→ **Assignment**
Look through the records and copy each line with the string "walkway" in it.

^^^^^^^^^^^^^^^^

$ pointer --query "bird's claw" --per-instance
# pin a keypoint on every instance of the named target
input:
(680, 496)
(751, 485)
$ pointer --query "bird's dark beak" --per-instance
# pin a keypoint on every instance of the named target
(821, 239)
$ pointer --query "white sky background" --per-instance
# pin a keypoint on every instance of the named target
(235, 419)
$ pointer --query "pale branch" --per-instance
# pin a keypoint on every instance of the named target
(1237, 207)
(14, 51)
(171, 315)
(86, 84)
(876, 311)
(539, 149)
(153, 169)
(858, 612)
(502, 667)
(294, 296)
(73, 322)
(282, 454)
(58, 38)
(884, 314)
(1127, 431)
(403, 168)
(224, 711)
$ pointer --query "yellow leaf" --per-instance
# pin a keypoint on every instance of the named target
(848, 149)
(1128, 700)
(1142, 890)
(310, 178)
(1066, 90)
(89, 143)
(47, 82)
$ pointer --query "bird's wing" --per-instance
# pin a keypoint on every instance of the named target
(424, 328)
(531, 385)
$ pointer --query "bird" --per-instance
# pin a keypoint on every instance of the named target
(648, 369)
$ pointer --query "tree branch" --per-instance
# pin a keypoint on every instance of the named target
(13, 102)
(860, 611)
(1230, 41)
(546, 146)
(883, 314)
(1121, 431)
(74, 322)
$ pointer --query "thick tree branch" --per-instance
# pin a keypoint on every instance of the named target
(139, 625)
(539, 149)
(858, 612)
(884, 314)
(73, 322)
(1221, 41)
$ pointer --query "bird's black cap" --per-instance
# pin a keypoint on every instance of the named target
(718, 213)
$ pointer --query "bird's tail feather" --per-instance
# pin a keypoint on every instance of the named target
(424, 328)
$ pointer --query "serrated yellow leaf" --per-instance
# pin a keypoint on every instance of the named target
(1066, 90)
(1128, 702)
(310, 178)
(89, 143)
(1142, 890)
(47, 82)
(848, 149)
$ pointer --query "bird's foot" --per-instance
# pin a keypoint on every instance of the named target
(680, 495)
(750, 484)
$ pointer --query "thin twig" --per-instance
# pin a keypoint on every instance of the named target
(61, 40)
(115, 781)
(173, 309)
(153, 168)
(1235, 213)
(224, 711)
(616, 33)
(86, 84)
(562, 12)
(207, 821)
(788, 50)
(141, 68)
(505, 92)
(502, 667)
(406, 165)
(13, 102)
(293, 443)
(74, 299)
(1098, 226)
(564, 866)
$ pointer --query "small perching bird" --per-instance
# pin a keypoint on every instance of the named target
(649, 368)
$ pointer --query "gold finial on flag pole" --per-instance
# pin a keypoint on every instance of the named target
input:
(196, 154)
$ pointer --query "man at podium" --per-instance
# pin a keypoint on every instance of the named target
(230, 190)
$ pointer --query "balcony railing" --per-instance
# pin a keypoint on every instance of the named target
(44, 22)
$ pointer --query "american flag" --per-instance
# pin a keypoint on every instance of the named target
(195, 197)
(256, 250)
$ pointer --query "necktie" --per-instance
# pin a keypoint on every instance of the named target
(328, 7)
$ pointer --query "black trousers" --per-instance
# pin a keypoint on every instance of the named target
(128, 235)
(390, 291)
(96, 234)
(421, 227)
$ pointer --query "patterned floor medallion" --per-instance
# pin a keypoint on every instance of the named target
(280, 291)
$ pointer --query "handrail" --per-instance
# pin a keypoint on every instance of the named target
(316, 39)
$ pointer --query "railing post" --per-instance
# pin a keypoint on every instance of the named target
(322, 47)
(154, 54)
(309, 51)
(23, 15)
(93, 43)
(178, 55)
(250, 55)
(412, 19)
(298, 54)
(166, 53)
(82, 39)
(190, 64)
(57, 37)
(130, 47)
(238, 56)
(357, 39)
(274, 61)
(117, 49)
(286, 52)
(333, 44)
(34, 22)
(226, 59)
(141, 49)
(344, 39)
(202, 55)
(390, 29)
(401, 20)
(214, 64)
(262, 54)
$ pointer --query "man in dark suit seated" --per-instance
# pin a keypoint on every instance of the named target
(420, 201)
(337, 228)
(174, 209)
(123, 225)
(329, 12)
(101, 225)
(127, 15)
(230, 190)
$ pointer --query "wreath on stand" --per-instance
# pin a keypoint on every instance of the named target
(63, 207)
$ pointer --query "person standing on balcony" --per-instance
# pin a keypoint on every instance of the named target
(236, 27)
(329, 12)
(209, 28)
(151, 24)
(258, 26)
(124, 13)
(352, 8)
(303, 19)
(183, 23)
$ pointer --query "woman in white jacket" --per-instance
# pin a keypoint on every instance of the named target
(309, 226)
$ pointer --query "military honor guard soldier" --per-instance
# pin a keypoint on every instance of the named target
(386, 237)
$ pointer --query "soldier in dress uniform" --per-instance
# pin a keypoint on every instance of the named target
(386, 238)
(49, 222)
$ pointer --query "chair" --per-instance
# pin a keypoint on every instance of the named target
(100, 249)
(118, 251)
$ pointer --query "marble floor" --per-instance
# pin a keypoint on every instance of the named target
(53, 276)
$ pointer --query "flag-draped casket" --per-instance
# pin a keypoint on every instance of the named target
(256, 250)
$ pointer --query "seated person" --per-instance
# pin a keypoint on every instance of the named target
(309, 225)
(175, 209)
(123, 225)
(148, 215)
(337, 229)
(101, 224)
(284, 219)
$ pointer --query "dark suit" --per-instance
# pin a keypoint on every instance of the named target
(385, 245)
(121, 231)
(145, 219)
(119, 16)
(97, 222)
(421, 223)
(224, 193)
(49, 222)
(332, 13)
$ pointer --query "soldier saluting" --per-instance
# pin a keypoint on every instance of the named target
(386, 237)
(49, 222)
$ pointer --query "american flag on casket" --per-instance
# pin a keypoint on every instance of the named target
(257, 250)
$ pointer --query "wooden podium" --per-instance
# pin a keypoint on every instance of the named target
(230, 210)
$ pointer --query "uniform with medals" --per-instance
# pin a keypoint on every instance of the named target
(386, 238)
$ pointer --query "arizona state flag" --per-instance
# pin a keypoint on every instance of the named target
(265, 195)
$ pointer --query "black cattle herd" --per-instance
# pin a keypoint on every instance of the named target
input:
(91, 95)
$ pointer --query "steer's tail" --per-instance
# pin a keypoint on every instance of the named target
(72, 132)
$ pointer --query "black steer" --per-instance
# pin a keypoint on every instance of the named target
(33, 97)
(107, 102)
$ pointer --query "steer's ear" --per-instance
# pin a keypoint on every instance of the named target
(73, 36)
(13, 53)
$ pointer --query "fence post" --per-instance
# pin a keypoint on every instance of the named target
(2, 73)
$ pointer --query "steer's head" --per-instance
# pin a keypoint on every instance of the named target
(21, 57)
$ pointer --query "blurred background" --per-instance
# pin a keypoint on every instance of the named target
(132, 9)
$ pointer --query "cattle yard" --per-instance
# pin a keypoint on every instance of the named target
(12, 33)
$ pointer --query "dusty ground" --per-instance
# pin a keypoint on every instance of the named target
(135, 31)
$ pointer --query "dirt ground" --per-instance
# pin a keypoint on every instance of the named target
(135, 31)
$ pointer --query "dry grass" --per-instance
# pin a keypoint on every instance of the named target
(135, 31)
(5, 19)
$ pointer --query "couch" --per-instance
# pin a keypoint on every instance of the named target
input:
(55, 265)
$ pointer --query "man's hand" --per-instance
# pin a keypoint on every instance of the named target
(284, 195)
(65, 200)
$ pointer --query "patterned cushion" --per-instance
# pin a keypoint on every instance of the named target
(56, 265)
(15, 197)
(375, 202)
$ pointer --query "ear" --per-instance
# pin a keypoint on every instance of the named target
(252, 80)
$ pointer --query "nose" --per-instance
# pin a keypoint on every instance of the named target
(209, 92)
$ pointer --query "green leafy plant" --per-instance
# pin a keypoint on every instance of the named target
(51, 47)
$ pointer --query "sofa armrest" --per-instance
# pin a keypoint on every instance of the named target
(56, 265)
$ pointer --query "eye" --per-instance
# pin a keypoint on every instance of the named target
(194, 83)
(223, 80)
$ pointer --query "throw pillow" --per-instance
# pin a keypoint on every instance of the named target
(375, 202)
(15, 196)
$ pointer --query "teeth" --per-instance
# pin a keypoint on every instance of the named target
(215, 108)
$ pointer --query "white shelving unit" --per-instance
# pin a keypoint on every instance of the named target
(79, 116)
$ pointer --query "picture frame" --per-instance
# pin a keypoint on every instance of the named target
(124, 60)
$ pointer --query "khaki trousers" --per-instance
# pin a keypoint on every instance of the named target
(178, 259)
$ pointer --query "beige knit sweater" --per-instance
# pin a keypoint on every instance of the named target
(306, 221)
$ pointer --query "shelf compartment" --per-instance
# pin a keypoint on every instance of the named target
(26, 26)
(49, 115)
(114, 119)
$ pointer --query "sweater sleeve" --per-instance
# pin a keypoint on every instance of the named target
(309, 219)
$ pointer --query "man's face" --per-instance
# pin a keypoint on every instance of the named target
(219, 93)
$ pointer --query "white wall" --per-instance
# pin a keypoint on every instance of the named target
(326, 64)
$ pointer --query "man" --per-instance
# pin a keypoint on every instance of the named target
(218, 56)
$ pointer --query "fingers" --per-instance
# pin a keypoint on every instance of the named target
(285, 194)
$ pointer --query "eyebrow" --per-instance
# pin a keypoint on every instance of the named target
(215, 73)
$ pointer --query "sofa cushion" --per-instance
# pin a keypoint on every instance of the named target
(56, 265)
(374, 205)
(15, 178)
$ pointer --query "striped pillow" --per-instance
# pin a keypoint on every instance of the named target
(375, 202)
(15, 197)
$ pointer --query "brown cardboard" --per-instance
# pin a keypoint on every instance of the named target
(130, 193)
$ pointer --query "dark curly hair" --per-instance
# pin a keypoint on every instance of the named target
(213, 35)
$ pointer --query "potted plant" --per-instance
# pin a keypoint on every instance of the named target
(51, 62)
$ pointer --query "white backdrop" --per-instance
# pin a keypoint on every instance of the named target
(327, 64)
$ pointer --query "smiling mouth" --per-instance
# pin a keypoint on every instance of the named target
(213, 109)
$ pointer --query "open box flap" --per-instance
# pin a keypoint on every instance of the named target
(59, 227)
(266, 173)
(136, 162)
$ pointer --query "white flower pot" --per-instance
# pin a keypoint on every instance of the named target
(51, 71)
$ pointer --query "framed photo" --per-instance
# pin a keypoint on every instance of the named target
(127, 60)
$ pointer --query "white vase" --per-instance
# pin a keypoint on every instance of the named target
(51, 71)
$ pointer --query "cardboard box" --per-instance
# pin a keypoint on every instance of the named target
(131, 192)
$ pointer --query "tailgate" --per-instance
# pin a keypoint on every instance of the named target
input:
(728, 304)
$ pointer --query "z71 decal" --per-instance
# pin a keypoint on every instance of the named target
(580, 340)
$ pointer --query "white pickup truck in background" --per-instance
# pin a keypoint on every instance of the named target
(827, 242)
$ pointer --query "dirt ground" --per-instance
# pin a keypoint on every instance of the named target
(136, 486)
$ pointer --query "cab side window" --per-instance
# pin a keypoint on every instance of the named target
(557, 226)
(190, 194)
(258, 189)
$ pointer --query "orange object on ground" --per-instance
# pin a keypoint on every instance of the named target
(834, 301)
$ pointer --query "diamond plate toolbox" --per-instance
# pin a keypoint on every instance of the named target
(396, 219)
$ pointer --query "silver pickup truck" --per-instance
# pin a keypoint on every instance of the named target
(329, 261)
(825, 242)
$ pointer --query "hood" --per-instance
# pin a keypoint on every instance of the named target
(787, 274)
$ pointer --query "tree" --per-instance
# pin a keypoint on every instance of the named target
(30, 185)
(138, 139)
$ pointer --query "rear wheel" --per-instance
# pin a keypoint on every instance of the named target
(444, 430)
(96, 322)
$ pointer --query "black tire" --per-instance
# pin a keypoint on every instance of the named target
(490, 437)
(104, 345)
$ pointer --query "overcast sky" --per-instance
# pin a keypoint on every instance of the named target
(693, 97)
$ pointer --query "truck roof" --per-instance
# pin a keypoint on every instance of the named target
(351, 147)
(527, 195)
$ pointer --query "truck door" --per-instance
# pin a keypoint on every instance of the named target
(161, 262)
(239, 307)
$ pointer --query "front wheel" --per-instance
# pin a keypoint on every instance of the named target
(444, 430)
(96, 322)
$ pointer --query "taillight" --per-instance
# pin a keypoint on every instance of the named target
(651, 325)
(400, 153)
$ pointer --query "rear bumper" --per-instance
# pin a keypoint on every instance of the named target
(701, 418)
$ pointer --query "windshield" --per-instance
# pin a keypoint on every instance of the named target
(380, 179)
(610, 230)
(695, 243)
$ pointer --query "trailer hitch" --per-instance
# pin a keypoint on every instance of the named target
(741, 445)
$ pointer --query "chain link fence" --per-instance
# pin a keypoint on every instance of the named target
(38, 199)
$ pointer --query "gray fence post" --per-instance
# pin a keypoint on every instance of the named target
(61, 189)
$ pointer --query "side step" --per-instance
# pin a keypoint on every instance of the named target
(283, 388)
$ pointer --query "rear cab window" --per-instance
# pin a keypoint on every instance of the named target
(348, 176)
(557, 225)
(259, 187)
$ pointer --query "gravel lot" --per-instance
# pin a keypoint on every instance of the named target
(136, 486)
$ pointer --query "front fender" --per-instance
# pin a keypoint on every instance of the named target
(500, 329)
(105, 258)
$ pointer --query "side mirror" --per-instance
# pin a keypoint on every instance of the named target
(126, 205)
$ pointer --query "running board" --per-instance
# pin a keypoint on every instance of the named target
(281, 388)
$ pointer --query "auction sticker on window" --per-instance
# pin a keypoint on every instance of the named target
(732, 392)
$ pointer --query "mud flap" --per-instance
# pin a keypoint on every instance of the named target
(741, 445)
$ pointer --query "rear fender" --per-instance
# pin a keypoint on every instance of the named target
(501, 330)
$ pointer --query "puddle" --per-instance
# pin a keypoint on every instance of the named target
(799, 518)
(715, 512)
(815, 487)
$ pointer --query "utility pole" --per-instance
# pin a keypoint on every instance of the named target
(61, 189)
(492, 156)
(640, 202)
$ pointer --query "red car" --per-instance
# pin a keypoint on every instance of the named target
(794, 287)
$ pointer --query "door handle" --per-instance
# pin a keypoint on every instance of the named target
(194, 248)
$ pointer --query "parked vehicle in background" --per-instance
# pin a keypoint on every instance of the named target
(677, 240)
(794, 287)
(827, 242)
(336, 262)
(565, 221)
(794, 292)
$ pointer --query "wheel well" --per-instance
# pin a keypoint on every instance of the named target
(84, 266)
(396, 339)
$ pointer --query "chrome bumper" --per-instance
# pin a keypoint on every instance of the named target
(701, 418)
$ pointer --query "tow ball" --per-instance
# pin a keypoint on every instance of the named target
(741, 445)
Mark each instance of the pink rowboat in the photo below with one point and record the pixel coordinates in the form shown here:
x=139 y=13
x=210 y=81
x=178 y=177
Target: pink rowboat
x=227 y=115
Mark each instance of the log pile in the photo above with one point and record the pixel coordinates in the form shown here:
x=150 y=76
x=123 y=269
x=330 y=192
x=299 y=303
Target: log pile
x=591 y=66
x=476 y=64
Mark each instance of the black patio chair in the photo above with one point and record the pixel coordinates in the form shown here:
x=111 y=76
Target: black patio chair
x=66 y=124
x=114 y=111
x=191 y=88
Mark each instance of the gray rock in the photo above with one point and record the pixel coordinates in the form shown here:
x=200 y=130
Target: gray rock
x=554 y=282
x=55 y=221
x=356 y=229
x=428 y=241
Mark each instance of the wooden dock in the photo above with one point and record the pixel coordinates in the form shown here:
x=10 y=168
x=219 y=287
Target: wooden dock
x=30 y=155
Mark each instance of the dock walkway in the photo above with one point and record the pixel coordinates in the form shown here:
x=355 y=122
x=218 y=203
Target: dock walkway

^^^^^^^^^^^^^^^^

→ **Output below**
Mark each instance of the dock walkway in the photo above with one point and record the pixel coordinates in the form shown here:
Target: dock walkway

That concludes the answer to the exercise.